• [Required action]
If a line below holds the word "white", count it; then say how many such lines there are and nothing else.

• [Data to use]

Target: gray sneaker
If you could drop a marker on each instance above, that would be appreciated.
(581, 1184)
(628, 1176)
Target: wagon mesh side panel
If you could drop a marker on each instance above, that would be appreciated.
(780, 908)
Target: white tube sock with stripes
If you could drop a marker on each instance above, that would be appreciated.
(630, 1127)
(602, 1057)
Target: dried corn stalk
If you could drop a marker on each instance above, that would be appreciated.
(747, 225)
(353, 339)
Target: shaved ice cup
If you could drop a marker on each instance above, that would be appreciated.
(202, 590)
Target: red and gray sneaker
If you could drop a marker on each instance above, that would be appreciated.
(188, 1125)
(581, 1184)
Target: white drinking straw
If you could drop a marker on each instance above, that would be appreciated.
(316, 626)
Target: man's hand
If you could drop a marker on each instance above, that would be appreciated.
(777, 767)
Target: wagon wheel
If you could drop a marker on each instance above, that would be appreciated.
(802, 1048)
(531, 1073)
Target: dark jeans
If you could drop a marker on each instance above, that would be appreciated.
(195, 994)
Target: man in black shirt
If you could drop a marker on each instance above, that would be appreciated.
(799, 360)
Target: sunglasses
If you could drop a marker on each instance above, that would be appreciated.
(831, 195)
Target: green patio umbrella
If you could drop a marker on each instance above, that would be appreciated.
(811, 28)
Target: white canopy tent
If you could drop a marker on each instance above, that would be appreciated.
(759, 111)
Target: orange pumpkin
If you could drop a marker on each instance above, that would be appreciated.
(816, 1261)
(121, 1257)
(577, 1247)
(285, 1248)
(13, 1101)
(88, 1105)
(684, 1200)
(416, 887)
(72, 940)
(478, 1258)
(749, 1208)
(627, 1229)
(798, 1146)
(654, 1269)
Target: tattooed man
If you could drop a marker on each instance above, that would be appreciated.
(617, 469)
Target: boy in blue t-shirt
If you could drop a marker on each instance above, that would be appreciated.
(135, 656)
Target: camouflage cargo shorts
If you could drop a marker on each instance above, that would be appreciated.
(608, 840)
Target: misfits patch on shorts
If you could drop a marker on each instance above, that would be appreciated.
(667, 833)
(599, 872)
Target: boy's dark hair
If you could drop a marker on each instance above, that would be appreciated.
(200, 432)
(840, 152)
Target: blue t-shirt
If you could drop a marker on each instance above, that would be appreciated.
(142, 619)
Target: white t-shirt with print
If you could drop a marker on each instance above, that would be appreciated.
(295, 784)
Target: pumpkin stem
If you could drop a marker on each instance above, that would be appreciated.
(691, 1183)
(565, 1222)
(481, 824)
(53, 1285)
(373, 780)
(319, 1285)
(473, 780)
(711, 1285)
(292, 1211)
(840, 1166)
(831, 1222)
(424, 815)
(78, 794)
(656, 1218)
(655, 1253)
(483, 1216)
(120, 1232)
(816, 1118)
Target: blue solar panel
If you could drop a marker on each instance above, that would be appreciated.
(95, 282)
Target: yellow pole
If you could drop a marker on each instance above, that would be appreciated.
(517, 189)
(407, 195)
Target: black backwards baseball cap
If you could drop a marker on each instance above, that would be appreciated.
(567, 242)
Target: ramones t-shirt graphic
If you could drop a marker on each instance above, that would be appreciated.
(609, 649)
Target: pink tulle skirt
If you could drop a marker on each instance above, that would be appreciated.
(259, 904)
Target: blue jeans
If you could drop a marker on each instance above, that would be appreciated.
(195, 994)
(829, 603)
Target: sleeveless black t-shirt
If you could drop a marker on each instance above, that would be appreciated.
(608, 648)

• [Answer section]
4